> What is expected
Please restate the data that follows word for word, with the pictures left out.

> Extracted records
=== Section Start ===

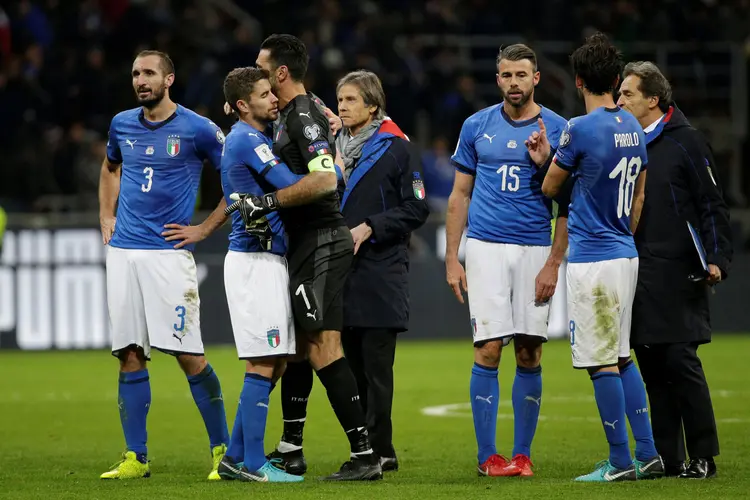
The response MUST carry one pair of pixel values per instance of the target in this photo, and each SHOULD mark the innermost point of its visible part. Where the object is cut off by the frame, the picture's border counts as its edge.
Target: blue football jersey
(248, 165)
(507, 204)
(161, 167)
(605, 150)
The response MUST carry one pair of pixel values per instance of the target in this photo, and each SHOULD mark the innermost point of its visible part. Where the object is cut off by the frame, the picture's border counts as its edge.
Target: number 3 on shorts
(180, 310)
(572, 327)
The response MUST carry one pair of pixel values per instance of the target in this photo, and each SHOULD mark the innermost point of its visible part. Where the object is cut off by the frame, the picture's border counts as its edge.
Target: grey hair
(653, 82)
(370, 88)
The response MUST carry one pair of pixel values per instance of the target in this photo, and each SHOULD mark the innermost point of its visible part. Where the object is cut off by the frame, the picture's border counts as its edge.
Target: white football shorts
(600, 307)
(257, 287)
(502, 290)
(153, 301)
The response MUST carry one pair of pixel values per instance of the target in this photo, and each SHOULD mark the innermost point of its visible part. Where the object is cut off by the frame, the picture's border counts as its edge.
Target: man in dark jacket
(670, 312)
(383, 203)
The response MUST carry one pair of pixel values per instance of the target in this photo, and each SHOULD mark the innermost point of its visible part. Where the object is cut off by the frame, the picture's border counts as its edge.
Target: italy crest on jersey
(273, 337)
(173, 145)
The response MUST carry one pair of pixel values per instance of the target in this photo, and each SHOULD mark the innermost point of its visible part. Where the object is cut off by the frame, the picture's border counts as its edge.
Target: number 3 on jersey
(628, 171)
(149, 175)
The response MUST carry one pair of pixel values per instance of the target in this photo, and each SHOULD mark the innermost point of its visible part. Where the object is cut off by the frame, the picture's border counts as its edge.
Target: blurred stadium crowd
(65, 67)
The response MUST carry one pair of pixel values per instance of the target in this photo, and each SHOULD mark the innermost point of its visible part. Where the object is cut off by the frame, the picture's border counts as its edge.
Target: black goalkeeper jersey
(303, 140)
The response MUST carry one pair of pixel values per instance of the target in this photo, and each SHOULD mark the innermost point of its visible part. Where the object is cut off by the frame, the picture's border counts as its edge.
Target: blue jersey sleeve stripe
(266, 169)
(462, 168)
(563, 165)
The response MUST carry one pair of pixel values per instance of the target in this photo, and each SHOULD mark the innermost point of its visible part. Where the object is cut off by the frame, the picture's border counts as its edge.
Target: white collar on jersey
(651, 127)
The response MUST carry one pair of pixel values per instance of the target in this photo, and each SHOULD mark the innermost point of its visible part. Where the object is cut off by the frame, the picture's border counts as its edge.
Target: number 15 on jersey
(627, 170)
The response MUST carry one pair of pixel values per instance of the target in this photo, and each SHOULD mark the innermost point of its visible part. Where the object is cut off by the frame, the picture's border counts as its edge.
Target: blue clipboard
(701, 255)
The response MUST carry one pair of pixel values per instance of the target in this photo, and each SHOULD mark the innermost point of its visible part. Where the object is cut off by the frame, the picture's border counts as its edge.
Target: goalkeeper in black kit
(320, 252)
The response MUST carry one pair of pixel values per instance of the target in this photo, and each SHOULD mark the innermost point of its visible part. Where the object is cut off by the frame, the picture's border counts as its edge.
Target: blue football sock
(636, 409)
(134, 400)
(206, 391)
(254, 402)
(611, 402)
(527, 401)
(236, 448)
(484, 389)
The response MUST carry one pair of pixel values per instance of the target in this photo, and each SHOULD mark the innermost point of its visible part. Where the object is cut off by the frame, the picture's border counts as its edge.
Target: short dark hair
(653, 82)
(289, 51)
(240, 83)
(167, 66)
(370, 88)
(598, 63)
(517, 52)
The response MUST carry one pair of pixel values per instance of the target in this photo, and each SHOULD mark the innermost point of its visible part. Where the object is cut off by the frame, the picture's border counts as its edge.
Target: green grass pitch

=== Section End ===

> Result of the exercise
The response MUST carry one pair of pixel values per instance of the target in this photo, and each SHOULD mark the innermost point of its visible part. Where the object is cut off by the frame, the picture's border counts as its edge.
Target: blue football jersey
(248, 165)
(507, 204)
(161, 167)
(605, 150)
The response MUST carry one pair of pixel values per instance of the target in this photo, and each SHOULD mark the innermost point of its visible part. Where the object is cut off by the frame, the picture's border counts as its edge.
Target: number 3 on shorts
(180, 310)
(572, 327)
The response MUST carry one pair of pixel values per instance of the target in this photo, and each SHOULD mark the innermost point of its visible part. Where the object is cut off by the frame, the picture's border counts as its edge.
Target: grey hair
(653, 82)
(370, 88)
The response MUST carry one pair of pixel values per instance of the target in this photo, and each SHOULD mark the innermost point of its visible part. Where the object is cut off by the frame, the picture's border counts as its edge.
Target: white football shorts
(600, 307)
(257, 287)
(502, 290)
(153, 301)
The response MUST carry one pair of pixel values per instance of the target in this photo, and each SHOULD mark the innermost point of its visible part. Where the object is cut off by the frame, the picture's border counts as its edge.
Target: man in dark jacket
(670, 312)
(383, 203)
The response MUST carry one pair of pixel values per instance of the target in this photo, and each SHOULD mark the innermost point of its visible part. Where the object is cut off by the frame, the picture's border counts as its edge.
Target: italy crest on jersey
(273, 337)
(173, 145)
The response MUST carry one pair of pixel values per instance of the target in this photo, and each SHOULD mark the innermost point of its visible part. Where the object is cut off by the frame, the picture's border counts as its edge.
Target: number 3 on jersey
(628, 171)
(149, 175)
The response MUST carry one pair of pixel values per instance of the target in this photo, and each SHOULD mark the innermost point of its visible part. Where the object is cut off by the frame, the picture's border counts as its edge.
Target: blurred stadium crowd
(65, 67)
The response MUST carry one pair of pixel values per instance of the target in this photo, and each SHOULD mark the innermost point of its visible part. Where the object is cut off by the frame, the picture's border counts as its edge.
Target: black goalkeeper jersey
(303, 140)
The response MUST carry one pair of pixel values per instance of the target in this photo, and each SHOULD mark the innermost point of its visible part. Where the object is cut off by the frame, the picture's border counts as its edge.
Target: blue jersey sleeve stripe
(266, 169)
(462, 168)
(563, 165)
The response MUST carry one pair of pixel values per instance of the target in this photo, and each SHOULD mark the innermost point of its visible part. Where the object is cut off by the frame, the picture's border counts as its edge.
Target: white collar on jersey
(651, 127)
The response MUST carry one pair of pixel values per instance of the target in this photo, and each SHOULD mark the innermost point of its visible part. Where the object is cut off by the frame, the picture's border counts as its edge.
Target: number 15 on jersey
(627, 170)
The response MUST carry one pair of pixel values per instance of the target in this photo, and each SHOULD mark the innermost point of its visible part. Where the object is cut off by the frame, the picture's border counts as its edge.
Target: blue clipboard
(701, 255)
The response MUST carry one pair of pixel values per instance of the target in this photo, and each SHOULD mark the innermost point of its visible part. Where the object is cut off by the frame, the picture's border counts as its edge.
Target: goalkeeper in black kit
(320, 252)
The response MUST carry one pair of pixel values per instance of the target in this photo, and each SHOULD mark the innermost point of its visible part. Where the object is cut off by the frame, the picture's border counts as its edge.
Target: blue football sock
(636, 409)
(134, 400)
(206, 391)
(254, 402)
(611, 402)
(527, 401)
(236, 448)
(484, 389)
The response MUST carry one pair of pixel values per instance of the target in this photo, and each SHOULD mark the innermost point of its visible part. Where the object is cut off by the frame, the picture's border counts as its edge.
Target: short dark hair
(653, 82)
(289, 51)
(240, 83)
(167, 66)
(370, 88)
(598, 63)
(517, 52)
The response MUST carry one pair of pixel values per instance of the target in this photo, and each SHOULD mark the innermost point of its visible part. Where the object is cut off by the frame, the picture's border counts as its edge.
Target: green grass pitch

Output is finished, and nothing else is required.